> [Exercise requirements] Output only the lines below that start at the line containing "[ ] a keypoint on each instance of the paved" and end at the line containing "[ ] a keypoint on each instance of the street", with both ends kept.

> [Material for this exercise]
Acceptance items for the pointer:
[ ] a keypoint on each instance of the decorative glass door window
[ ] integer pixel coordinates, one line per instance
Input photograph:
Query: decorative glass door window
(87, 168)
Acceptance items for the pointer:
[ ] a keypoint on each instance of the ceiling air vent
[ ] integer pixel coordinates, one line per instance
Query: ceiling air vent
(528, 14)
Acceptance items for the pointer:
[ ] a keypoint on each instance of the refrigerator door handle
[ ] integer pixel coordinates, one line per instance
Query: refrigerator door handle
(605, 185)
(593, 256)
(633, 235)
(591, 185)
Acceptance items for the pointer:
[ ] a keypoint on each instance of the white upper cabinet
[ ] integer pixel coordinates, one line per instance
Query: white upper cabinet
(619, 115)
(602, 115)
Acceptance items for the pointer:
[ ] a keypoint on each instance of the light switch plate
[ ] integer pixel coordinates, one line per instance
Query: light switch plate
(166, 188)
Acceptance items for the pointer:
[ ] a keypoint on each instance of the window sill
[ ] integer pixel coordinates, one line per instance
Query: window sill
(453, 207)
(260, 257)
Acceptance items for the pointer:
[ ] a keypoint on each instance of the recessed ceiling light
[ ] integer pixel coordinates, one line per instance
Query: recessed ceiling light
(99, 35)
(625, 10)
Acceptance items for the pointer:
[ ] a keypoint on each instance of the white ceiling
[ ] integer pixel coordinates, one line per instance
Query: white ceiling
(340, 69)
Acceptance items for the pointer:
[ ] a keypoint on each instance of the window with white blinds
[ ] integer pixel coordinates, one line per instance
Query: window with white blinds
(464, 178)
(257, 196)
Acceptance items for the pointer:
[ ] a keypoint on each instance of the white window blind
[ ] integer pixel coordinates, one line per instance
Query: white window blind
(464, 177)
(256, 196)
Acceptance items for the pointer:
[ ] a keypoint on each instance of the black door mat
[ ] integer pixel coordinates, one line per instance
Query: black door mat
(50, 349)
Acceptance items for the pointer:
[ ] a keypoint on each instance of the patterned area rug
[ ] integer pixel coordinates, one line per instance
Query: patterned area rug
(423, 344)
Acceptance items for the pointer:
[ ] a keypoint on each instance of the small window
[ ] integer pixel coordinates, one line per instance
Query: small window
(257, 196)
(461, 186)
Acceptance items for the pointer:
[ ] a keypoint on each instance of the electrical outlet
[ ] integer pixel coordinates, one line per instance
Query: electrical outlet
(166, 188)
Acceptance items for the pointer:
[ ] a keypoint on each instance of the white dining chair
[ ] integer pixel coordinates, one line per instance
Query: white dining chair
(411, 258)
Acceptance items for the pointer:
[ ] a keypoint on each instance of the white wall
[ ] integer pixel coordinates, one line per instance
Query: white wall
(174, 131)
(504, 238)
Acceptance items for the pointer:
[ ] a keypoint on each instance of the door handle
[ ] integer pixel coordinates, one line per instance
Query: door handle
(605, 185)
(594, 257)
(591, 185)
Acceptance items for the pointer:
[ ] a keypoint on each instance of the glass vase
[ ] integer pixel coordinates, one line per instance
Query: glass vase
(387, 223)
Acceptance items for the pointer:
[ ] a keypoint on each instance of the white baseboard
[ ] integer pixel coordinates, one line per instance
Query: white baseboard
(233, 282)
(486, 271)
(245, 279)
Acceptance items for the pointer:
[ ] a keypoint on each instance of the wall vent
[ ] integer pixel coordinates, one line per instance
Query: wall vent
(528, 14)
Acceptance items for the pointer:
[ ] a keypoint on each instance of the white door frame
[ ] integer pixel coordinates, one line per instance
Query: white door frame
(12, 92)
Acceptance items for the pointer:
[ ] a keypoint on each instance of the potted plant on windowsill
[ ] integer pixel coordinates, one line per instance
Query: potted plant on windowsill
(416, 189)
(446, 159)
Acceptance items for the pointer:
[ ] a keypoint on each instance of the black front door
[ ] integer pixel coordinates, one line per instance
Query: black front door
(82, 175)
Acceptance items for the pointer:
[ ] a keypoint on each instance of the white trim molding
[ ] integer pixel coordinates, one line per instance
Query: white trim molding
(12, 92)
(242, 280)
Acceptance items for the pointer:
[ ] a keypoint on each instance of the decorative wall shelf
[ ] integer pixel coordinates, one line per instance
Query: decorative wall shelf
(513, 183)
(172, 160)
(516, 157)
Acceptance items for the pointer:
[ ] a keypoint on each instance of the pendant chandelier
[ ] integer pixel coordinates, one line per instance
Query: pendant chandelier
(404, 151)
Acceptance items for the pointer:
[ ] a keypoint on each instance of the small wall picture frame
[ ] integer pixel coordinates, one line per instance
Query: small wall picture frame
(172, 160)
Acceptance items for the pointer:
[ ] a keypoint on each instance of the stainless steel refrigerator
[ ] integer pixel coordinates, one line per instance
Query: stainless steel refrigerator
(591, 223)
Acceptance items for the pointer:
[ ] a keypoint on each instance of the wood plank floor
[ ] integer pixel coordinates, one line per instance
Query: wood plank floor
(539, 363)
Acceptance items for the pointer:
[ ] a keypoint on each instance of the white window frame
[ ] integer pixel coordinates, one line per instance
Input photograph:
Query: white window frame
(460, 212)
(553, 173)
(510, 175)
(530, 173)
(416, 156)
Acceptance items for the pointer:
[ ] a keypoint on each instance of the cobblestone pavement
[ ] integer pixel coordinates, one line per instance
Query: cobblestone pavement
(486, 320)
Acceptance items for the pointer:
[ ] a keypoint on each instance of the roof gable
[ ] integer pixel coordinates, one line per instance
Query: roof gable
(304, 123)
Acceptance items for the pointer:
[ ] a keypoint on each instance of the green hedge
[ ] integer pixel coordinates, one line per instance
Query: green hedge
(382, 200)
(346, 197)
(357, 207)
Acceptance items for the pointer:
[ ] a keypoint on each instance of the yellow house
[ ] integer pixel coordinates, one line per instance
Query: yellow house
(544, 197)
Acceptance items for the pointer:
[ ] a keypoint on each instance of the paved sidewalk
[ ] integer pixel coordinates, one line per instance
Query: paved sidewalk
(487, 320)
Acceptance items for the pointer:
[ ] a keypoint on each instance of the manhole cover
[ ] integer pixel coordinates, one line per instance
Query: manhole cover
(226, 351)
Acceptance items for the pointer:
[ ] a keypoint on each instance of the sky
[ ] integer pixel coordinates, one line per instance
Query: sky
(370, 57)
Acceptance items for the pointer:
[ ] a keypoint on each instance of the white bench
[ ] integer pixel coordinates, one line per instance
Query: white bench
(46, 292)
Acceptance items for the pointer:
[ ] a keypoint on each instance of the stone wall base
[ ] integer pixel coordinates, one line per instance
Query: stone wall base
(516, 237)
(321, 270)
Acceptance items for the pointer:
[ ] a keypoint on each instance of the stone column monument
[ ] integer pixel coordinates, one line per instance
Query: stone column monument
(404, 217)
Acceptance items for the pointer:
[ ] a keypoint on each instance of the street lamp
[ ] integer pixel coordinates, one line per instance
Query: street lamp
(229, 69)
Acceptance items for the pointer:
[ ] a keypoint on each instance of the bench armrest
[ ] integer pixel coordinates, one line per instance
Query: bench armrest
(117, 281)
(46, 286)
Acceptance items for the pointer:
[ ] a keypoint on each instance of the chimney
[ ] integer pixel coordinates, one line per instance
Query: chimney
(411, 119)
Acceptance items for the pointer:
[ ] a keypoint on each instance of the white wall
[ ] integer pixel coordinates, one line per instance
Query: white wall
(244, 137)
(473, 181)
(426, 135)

* * *

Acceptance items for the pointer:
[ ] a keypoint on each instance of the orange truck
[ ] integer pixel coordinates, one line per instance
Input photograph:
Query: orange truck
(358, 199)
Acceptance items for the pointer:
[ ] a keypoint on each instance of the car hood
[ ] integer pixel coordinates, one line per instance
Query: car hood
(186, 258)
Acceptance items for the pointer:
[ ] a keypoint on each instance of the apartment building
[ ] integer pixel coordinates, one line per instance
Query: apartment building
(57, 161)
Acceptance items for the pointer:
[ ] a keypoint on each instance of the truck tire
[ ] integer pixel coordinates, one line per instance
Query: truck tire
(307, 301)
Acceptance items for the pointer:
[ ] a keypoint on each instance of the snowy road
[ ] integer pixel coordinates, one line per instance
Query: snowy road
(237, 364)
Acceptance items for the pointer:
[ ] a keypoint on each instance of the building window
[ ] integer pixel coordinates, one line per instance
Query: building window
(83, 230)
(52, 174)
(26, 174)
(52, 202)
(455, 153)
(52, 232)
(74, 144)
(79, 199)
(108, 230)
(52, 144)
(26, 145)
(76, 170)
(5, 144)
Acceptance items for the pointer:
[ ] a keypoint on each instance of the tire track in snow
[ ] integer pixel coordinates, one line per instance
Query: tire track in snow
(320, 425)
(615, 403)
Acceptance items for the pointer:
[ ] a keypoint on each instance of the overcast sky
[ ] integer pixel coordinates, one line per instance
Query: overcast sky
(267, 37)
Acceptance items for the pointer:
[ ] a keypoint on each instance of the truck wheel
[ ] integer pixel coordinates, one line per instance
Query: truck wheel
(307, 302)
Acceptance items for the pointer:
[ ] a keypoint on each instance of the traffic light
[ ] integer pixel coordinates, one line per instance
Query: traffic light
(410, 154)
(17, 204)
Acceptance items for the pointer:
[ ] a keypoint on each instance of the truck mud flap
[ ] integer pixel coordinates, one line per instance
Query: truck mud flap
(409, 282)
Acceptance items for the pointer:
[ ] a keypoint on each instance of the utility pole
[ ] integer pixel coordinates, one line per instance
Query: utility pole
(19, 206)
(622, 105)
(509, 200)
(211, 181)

> [Expected answer]
[ ] a keypoint on each instance of the paved sidewalk
[ ] integer pixel coordinates, one line per instance
Query: paved sidewalk
(487, 320)
Acceptance items for the pointer:
[ ] a keypoint on each instance of the manhole cover
[ ] integer pixel coordinates, one line per instance
Query: manhole cover
(226, 351)
Acceptance items for the pointer:
[ ] a keypoint on each instance of the sky
[ ] integer pixel coordinates, one line per instance
Query: sky
(370, 57)
Acceptance items for the pointer:
[ ] a keypoint on each instance of the white bench
[ ] integer pixel coordinates, one line per instance
Query: white bench
(46, 292)
Acceptance items for the pointer:
[ ] a keypoint on each instance of the stone wall base
[ ] integer pixel coordinates, one line per instance
Query: stone wall base
(516, 237)
(321, 270)
Acceptance items for the pointer:
[ ] a keypoint on each instance of the stone column monument
[ ] integer pixel coordinates, one line per instance
Query: stone column monument
(404, 217)
Acceptance items for the pointer:
[ ] a keypoint on each instance of the street lamp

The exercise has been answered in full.